Position identification records:
------------------------------------------------------------

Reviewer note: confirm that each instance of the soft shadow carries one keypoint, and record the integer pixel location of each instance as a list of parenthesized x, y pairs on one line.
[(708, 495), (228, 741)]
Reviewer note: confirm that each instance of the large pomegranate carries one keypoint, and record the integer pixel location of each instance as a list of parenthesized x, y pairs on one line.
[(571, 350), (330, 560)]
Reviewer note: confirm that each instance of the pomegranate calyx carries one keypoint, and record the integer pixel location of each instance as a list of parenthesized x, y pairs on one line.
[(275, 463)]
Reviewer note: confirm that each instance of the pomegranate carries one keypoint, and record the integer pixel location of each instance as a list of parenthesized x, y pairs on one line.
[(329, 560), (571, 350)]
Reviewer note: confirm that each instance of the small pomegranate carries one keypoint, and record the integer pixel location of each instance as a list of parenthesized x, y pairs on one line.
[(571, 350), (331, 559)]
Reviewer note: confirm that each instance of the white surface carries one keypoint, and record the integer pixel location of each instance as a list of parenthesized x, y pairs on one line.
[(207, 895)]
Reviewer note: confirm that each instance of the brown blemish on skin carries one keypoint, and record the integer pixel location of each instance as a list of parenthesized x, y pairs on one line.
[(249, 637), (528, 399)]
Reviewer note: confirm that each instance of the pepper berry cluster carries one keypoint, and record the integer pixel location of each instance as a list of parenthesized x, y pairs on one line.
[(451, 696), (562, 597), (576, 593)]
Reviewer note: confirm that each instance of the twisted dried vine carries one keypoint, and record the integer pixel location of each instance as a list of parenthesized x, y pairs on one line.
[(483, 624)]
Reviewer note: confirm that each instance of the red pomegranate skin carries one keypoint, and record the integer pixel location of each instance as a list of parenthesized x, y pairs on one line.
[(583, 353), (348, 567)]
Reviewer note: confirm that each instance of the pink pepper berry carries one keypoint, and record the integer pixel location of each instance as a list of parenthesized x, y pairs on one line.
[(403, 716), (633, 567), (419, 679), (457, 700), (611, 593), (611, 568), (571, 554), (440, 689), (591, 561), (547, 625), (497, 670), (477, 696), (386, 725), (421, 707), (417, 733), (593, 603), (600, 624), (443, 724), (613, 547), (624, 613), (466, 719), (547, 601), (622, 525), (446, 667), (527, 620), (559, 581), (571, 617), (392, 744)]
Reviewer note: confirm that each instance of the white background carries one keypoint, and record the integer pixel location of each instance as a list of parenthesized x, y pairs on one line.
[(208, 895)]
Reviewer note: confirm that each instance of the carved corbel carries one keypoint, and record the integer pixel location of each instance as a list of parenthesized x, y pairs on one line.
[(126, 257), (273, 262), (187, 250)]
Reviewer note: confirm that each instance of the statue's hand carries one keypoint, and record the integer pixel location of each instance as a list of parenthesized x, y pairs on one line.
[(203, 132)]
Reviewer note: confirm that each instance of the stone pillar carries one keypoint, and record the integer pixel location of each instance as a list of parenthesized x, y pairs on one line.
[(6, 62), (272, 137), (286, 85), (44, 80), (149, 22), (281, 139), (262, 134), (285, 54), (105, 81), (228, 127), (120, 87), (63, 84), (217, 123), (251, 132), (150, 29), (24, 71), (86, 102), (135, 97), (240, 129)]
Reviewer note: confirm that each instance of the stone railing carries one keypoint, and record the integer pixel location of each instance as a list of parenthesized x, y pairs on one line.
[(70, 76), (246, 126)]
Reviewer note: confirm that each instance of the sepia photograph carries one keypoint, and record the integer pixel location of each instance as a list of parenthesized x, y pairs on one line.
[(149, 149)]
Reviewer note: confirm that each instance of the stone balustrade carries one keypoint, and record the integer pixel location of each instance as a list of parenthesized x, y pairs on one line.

------------------------------------------------------------

▶ Goal of the exercise:
Write out each line of the data above again, exactly as given.

▶ Solution to this problem:
Reviewer note: confirm that each instance of the soft shadow carries one keypoint, and record the integer pixel location of each instance as a list of parenthesized x, y pairs on one line.
[(708, 495), (228, 741)]
Reviewer note: confirm that each instance of the large pomegranate carries one keypoint, and record the integer pixel location of each instance as a list of parenthesized x, y pairs on one line.
[(571, 350), (330, 560)]
Reviewer note: confirm that each instance of the pomegranate calyx carries one keypoint, and record the integer pixel location of each instance as a list of parenthesized x, y pairs on one line.
[(275, 463)]
Reviewer note: confirm that each instance of the pomegranate carries one keypoint, and record the integer pixel location of each instance as a list of parenthesized x, y pairs on one line.
[(329, 560), (571, 350)]
Reviewer note: confirm that each instance of the small pomegranate carries one keypoint, and record the integer pixel location of each instance as a list of parenthesized x, y pairs on one line.
[(571, 350), (331, 559)]
Reviewer note: confirm that each instance of the white surface carries one keypoint, and record the integer pixel location of each instance as a list of parenthesized x, y pairs on one line.
[(207, 895)]
Reviewer note: confirm that each instance of the brown blemish on skin carries one keypoint, and record the integer pixel location of each instance as a list of parenthesized x, y pairs on one line.
[(249, 637), (528, 399)]
Reviewer note: confirm that each instance of the pepper berry cluster carries one keypoint, and record the integer pixel location of each instance as a list of parenthesized x, y pairs on one line.
[(451, 696), (562, 597), (576, 593)]
Reviewer note: confirm that each instance of the twisted dried vine carries one keypoint, and record the integer pixel location of each instance as a list of parenthesized x, y pairs on one line.
[(483, 624)]
Reviewer note: confirm that each instance of the red pomegranate skin carries one keypoint, and record the integer pixel location of each instance as a list of parenthesized x, y pairs on one line.
[(583, 353), (348, 567)]
Reviewer note: confirm that each instance of the pink pepper berry carries one keypoint, and record the integer pixel location of each instance as a list of parenthesized x, y pairs on one line.
[(403, 716), (633, 567), (419, 679), (457, 700), (611, 593), (611, 568), (571, 554), (440, 689), (591, 561), (547, 625), (497, 670), (477, 696), (386, 725), (421, 707), (417, 733), (593, 603), (600, 624), (443, 724), (613, 547), (624, 613), (466, 719), (547, 601), (622, 525), (446, 667), (527, 620), (559, 581), (571, 617), (392, 744)]
Reviewer note: confirm that each instance of the white background carries one keypoint, and record the integer pixel location of each instance as a list of parenthesized x, y pairs on one line.
[(208, 895)]
Reviewer note: confirm that each instance of the carved corbel carries one keypoint, and record the integer pixel location of each instance as a list of parenthesized x, y pairs on one line.
[(126, 257), (273, 262), (187, 250)]
Reviewer note: confirm that each instance of the statue's hand carries one keypoint, and record the integer pixel location of each instance as a list of parenthesized x, y pairs on one line.
[(203, 132)]
Reviewer note: confirm that each instance of the stone pillar carries one keypoint, and record the integer pixel location of each instance as a list of parenthesized x, y pairs on one line.
[(6, 62), (272, 137), (286, 85), (44, 80), (149, 22), (281, 139), (262, 134), (285, 54), (105, 81), (228, 127), (120, 87), (63, 84), (217, 123), (251, 132), (150, 29), (24, 71), (86, 102), (135, 97), (240, 129)]
Reviewer note: confirm that each instance of the stone railing carries one keypoint, and record the integer pixel location of each instance as a list of parenthesized x, y pairs on one line.
[(70, 76), (246, 126)]
Reviewer note: confirm that each instance of the sepia photograph carries one keypoint, and record the integer pixel location of each instance as a list of parenthesized x, y pairs on one line.
[(149, 149)]
Reviewer note: confirm that each instance of the stone balustrade carries one keypoint, and record the integer pixel location of each instance as a list of parenthesized x, y pairs on one line.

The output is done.